> **Entries provided**:
+--
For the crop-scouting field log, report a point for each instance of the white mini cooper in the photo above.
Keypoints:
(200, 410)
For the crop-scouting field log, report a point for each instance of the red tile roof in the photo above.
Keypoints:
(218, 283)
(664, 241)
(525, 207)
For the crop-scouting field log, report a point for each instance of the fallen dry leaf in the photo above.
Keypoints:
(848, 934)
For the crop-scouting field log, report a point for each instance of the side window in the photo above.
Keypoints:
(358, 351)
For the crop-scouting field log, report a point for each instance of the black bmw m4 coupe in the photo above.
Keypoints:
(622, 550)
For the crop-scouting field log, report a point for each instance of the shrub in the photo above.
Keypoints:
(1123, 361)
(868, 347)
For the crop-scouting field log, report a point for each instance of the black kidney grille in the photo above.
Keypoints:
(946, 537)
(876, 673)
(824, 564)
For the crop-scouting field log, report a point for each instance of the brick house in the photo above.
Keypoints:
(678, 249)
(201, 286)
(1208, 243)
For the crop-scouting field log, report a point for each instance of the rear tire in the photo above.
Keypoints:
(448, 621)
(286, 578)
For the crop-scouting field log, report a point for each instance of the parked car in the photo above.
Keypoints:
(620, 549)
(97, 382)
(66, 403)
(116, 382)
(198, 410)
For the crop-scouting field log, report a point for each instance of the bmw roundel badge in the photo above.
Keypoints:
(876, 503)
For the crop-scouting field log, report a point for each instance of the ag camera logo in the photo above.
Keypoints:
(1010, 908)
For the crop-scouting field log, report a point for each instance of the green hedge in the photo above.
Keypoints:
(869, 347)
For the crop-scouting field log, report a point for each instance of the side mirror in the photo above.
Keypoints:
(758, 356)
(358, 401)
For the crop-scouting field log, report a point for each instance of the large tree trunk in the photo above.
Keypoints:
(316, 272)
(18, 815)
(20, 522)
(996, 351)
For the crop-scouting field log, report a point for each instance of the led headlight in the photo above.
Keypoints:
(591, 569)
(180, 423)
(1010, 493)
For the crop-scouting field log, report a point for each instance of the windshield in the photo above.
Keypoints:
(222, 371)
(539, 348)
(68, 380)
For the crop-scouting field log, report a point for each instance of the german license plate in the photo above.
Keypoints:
+--
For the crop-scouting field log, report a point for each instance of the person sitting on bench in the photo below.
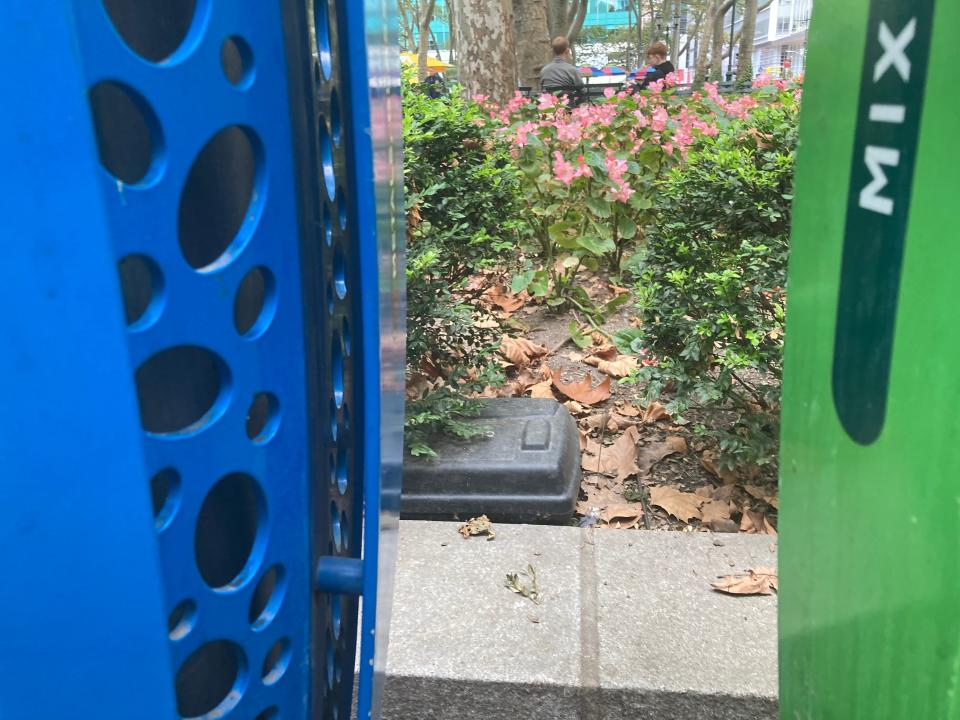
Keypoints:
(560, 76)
+--
> **Directions for this task**: What the answer needs is every line from the data above with "side" in it.

> **Solution**:
For the crop-scouting field log, report a point for each instance of the side window in the photo above.
For the crop-scouting field log, report a point for each instance of the side mirror in the photo above.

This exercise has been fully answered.